Required task: Copy every line of the data below, from the line containing "Please put a point on the tall" through the line containing "Please put a point on the dirt", keeping the wording unchanged except for scaling each coordinate in the answers by 2.6, rounded to whole numbers with halves going up.

··· Task data

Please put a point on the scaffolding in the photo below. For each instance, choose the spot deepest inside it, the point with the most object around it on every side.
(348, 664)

······
··· Task data

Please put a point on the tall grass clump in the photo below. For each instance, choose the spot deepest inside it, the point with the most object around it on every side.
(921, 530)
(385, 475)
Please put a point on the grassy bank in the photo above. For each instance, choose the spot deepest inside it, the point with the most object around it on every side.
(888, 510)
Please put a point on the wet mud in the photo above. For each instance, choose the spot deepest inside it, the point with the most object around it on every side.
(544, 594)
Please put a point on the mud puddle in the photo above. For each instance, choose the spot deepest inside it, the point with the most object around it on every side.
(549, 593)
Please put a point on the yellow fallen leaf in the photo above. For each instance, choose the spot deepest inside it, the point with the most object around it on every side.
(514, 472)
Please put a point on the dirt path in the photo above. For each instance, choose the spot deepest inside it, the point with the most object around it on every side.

······

Worked solution:
Please put a point on the tall grass clump in the photo below. For each instance, choose the spot deepest inside it, the point with the most object around it on every side.
(2395, 1378)
(1001, 1235)
Please put a point on the grassy bank in the photo above. For each instance, choose the spot deepest inside it, the point with the most object around it on every side.
(2309, 1326)
Please put a point on the wet mud in the photo above. For each instance, choose the spot deepest inside it, the point with the most object around it on every side.
(1414, 1544)
Please put a point on the mud puddle in the photo above. For each instance, choose the spot deepest inside it, the point with the most object around it on every side.
(1427, 1542)
Please put a point on the yellow fallen leaf in the photo above. For each instance, choose the spot deepest inside it, the point with the most object around it on every side.
(1336, 1227)
Please put a point on the dirt path in the photo above. For each instance, choose the spot deepest inside it, the point with the most object around it on every side.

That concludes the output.